------ Extrait de page ------

Transition : l’évaluation épistémologique

11Il est temps de se demander si l’identité, considérée en tant que concept, peut être l’objet d’un discours à prétention scientifique. La question est capitale car elle déterminera toutes les interrogations à venir que l’anthropologie ouvre, à savoir les problèmes liés à la culture, aux identités culturelles, à l’universalisme, au différencialisme et au relativisme.

12Toutes ces topiques, pour légitimes qu’elles soient, n’en sont pas moins tributaires d’un examen minutieux des conditions de possibilité d’une science de l’identité. Cette science, que d’aucuns appellent de leurs vœux, dépend d’une assise sémantique et grammaticale qui constitue la colonne vertébrale et la source d’une théorie.

13C’est dans Le Cahier bleu et le Cahier brun que Wittgenstein (1996, p. 67) introduit pour la première fois le couple symptôme/critère pour expliquer et comprendre un phénomène donné. Mais pourquoi avoir recours à ce couple alors que le concept de preuve est prêt à rendre les services les plus louables, surtout lorsqu’il s’agit de repérer l’identité d’un phénomène ? La réponse de Wittgenstein est sans appel : on ne peut vérifier par la preuve « que ceci ou cela est le cas ». Il faut donc avoir recours à une autre instance épistémologique. Prenons l’exemple de l’angine et étudions les divers chemins qui conduisent à identifier la maladie comme étant une angine. Le critère de l’angine consiste à avoir trouvé « tel bacille dans le sang ». Je repère maintenant que tel individu a la gorge enflammée : il s’agit alors d’un symptôme mais sans que je sois nécessairement en possession d’un critère. Or, fait remarquer Wittgenstein, « si on vous demandait quel phénomène est un critère de définition et quel phénomène est un symptôme, vous seriez dans la plupart des cas incapables de répondre à cette question… Les médecins utiliseront toujours des noms de maladies sans jamais décider quels phénomènes doivent être pris comme critères ou comme symptômes ».

------ Données fournies ------

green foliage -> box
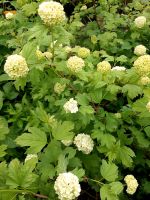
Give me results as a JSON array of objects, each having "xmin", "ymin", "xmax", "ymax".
[
  {"xmin": 0, "ymin": 0, "xmax": 150, "ymax": 200},
  {"xmin": 16, "ymin": 127, "xmax": 47, "ymax": 154}
]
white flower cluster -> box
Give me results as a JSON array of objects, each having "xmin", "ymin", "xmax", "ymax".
[
  {"xmin": 67, "ymin": 56, "xmax": 85, "ymax": 73},
  {"xmin": 146, "ymin": 101, "xmax": 150, "ymax": 112},
  {"xmin": 140, "ymin": 76, "xmax": 150, "ymax": 85},
  {"xmin": 54, "ymin": 82, "xmax": 66, "ymax": 94},
  {"xmin": 111, "ymin": 66, "xmax": 126, "ymax": 71},
  {"xmin": 97, "ymin": 60, "xmax": 111, "ymax": 73},
  {"xmin": 124, "ymin": 175, "xmax": 139, "ymax": 194},
  {"xmin": 133, "ymin": 55, "xmax": 150, "ymax": 76},
  {"xmin": 25, "ymin": 154, "xmax": 38, "ymax": 162},
  {"xmin": 134, "ymin": 16, "xmax": 146, "ymax": 28},
  {"xmin": 64, "ymin": 98, "xmax": 78, "ymax": 113},
  {"xmin": 61, "ymin": 140, "xmax": 72, "ymax": 146},
  {"xmin": 54, "ymin": 172, "xmax": 81, "ymax": 200},
  {"xmin": 36, "ymin": 47, "xmax": 53, "ymax": 60},
  {"xmin": 4, "ymin": 54, "xmax": 29, "ymax": 79},
  {"xmin": 38, "ymin": 1, "xmax": 66, "ymax": 26},
  {"xmin": 134, "ymin": 45, "xmax": 146, "ymax": 56},
  {"xmin": 77, "ymin": 47, "xmax": 90, "ymax": 58},
  {"xmin": 74, "ymin": 133, "xmax": 94, "ymax": 154},
  {"xmin": 5, "ymin": 12, "xmax": 14, "ymax": 20}
]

------

**Problème**
D'après l'extrait, en quoi consiste le critère de l'angine ? Veuillez vous appuyer uniquement sur l'extrait.

**Réponse**
Il consiste à avoir trouvé « tel bacille dans le sang ».